# Entries shown:

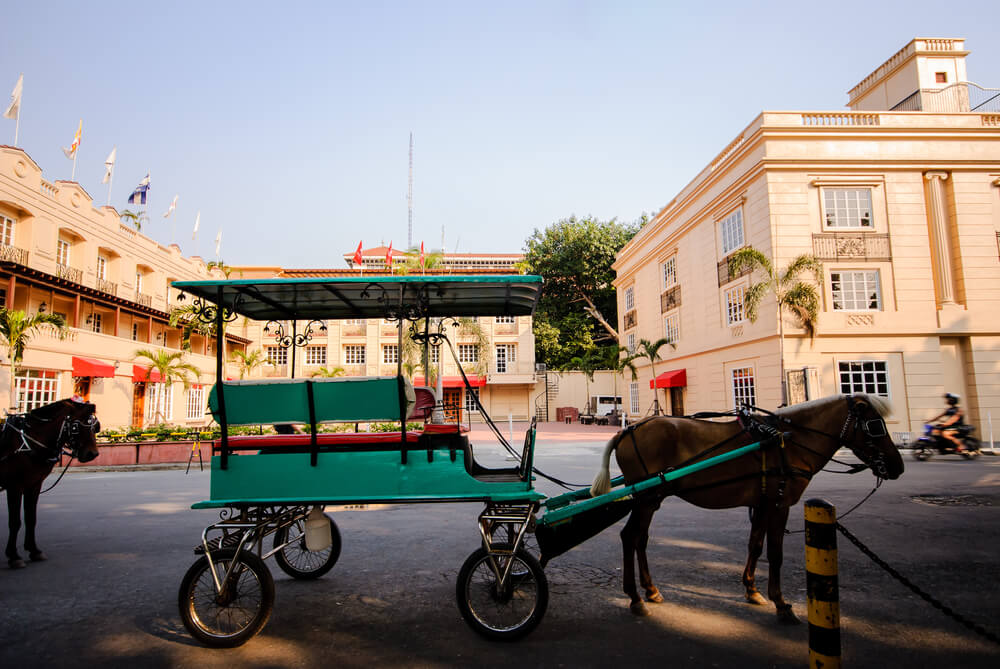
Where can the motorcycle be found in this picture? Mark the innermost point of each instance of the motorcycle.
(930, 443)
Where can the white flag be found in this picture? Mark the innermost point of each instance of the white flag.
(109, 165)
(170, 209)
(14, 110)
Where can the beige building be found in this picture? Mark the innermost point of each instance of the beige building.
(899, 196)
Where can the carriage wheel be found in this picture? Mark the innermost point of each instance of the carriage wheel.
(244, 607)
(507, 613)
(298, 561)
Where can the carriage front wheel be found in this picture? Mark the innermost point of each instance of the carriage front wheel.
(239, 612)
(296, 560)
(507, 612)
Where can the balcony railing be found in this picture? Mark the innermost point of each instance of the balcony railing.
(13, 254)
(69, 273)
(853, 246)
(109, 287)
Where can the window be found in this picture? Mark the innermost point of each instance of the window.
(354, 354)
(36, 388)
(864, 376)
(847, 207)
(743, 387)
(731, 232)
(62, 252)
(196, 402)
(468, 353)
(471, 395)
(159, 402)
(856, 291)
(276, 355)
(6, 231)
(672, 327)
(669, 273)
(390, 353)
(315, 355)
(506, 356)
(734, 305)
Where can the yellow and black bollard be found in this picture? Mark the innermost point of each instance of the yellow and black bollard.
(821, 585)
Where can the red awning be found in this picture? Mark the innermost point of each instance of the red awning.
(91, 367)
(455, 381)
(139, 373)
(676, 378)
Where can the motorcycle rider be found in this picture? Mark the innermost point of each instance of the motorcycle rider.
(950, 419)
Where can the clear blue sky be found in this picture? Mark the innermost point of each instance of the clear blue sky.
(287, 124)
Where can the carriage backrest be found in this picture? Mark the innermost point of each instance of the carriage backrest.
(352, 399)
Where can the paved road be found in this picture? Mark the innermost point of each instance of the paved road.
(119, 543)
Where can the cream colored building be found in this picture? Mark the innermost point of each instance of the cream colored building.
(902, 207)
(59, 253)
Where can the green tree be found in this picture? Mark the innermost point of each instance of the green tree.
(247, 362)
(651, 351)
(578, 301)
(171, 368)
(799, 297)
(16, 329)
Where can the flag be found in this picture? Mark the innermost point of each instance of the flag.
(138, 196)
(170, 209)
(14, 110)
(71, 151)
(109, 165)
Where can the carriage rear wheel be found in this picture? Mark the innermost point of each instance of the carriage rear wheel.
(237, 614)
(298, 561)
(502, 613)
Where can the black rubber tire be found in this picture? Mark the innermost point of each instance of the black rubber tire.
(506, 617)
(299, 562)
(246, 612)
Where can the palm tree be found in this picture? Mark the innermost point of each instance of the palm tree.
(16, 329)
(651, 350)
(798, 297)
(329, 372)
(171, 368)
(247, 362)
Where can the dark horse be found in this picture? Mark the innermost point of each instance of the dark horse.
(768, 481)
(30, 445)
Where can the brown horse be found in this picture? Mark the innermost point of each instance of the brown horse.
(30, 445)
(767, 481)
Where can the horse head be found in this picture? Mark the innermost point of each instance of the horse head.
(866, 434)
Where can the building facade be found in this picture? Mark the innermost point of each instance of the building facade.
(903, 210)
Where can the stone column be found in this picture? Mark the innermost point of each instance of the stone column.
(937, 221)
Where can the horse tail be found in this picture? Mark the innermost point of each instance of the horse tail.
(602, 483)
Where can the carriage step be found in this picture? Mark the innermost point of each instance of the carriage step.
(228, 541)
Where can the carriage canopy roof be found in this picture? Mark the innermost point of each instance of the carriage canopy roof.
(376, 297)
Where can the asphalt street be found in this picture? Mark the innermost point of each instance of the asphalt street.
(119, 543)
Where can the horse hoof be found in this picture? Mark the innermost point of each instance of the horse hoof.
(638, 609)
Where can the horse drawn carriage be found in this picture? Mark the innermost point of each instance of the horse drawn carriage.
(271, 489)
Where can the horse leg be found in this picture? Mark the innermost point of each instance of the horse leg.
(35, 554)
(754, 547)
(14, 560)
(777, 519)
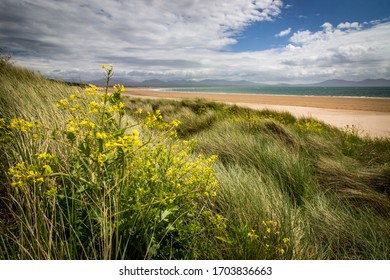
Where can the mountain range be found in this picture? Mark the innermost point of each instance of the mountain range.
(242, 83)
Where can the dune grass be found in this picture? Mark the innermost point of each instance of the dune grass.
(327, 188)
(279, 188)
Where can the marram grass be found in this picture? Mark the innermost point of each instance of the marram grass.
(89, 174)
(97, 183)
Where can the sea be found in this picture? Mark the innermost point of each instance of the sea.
---
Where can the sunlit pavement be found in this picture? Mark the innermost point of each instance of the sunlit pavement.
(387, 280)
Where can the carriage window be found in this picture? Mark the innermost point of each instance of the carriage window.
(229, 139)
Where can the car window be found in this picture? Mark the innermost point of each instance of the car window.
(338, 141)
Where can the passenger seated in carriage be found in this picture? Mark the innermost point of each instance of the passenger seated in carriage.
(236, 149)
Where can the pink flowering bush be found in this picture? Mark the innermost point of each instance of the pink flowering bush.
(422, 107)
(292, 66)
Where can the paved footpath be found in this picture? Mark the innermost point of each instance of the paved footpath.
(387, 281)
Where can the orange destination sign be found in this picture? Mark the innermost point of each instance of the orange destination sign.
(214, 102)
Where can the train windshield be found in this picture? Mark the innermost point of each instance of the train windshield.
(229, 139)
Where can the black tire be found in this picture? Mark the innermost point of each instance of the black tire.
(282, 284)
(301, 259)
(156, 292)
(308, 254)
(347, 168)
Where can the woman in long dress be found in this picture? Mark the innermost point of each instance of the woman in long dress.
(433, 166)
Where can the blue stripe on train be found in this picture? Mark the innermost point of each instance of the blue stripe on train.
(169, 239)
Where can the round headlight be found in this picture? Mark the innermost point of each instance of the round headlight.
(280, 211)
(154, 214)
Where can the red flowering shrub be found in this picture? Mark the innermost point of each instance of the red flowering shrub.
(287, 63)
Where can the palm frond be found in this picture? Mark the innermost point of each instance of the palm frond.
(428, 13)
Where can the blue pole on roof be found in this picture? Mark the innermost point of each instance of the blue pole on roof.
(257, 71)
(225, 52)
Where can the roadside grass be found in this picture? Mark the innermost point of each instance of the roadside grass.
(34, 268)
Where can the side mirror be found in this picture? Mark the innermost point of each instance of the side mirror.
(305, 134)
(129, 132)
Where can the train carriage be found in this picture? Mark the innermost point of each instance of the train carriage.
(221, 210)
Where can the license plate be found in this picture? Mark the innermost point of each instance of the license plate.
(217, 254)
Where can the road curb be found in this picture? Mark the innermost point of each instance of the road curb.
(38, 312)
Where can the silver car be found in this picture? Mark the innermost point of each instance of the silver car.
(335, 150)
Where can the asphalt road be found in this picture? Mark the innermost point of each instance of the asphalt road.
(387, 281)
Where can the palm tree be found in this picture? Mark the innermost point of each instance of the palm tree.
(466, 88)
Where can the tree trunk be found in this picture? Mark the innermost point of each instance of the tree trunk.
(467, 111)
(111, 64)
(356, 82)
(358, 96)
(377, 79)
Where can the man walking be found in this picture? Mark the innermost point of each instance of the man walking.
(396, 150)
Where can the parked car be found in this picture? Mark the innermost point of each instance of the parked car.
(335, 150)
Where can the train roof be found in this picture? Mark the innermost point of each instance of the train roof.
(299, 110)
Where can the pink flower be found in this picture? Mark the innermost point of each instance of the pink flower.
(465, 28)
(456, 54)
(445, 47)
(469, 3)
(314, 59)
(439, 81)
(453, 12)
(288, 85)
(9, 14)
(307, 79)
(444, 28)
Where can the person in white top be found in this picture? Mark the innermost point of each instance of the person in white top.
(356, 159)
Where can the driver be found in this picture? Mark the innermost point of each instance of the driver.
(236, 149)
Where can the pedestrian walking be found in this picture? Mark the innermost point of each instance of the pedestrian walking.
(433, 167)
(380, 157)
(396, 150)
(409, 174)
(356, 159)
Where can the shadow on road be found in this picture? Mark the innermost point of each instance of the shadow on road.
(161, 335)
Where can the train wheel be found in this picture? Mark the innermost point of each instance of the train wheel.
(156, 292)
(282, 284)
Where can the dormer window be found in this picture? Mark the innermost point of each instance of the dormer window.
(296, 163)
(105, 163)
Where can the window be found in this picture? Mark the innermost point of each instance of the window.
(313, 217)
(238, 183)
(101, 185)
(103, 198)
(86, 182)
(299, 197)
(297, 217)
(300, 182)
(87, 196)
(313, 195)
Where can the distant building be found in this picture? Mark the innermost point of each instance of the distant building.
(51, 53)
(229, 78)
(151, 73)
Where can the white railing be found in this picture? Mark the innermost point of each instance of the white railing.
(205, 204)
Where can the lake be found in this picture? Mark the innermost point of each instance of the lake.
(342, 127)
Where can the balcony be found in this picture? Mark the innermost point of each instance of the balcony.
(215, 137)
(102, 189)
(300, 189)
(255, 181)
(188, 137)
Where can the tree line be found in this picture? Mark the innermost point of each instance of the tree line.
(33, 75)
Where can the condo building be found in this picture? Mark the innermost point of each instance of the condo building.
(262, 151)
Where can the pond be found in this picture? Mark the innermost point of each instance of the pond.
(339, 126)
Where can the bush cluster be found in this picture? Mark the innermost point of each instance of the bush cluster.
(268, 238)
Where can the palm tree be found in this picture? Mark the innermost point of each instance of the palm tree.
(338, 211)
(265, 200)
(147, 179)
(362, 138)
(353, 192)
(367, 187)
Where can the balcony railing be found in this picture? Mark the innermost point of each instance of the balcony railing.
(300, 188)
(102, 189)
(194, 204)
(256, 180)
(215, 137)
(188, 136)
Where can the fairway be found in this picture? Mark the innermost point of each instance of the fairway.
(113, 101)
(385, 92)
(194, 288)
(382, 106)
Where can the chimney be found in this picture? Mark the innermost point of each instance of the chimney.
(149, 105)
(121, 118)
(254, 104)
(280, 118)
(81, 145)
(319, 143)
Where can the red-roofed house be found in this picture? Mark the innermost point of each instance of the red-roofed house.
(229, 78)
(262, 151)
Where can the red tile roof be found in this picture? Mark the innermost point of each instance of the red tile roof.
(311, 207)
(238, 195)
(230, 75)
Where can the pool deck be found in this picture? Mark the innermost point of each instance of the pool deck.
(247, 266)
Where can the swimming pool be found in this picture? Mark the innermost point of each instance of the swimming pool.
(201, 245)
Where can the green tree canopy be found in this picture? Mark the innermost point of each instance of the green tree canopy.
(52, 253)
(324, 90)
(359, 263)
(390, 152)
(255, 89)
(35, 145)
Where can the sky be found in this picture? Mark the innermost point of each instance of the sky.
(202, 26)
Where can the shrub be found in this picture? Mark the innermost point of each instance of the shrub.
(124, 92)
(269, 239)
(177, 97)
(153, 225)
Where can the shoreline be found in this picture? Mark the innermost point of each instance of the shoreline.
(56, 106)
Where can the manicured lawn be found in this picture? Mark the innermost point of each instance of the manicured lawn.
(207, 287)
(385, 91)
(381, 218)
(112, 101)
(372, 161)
==
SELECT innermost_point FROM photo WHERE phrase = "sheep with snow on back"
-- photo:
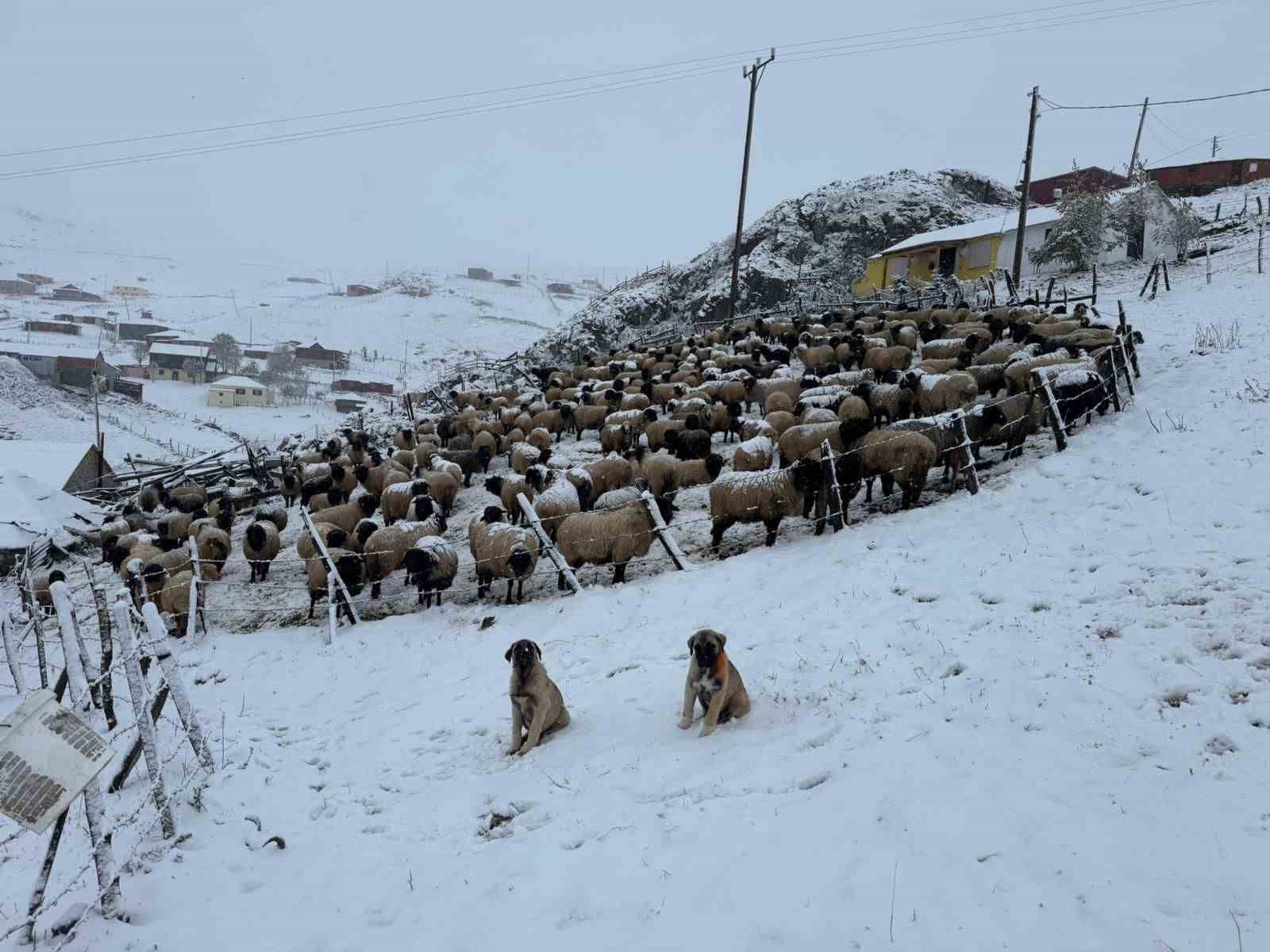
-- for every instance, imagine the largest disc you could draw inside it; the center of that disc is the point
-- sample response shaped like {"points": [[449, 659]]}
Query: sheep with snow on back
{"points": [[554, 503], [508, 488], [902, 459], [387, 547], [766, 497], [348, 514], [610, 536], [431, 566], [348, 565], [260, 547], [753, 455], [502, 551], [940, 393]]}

# Stated problem:
Could you render the listing, from the line holding "Where can the carriage canopy" through the line holding "Where can the sea", both included, as a numbered list, with no blank lines and without the pictures?

# The answer:
1. Where can the carriage canopy roof be found in this picture? Mark the innermost point of each instance of the carriage canopy roof.
2. (376, 297)
3. Where can the asphalt street be found in this picture? Mark the innermost point of each instance of the asphalt street.
4. (119, 543)
5. Where can the horse hoof be found in this picture? Mark the innermost point of each instance of the horse hoof.
6. (638, 609)
7. Where can the horse drawn carriage be found in this picture? Mark the innermost point of each instance of the horse drawn carriage.
8. (271, 489)
9. Where can the horse leg be found in this picture? Mark the innermost point of each instance of the horse leg.
10. (35, 554)
11. (754, 547)
12. (14, 560)
13. (777, 519)
14. Where can the mountain range be found in this picture? Mark the innermost point of each instance of the mountain range.
15. (242, 83)
16. Where can the dune grass be found in this picture? Mark the innermost point of each instance of the dune grass.
17. (327, 188)
18. (279, 188)
19. Where can the marram grass be found in this picture? Mark the innermost point of each instance of the marram grass.
20. (89, 174)
21. (97, 183)
22. Where can the sea be found in this picture? Mark the innermost point of each instance of the sea.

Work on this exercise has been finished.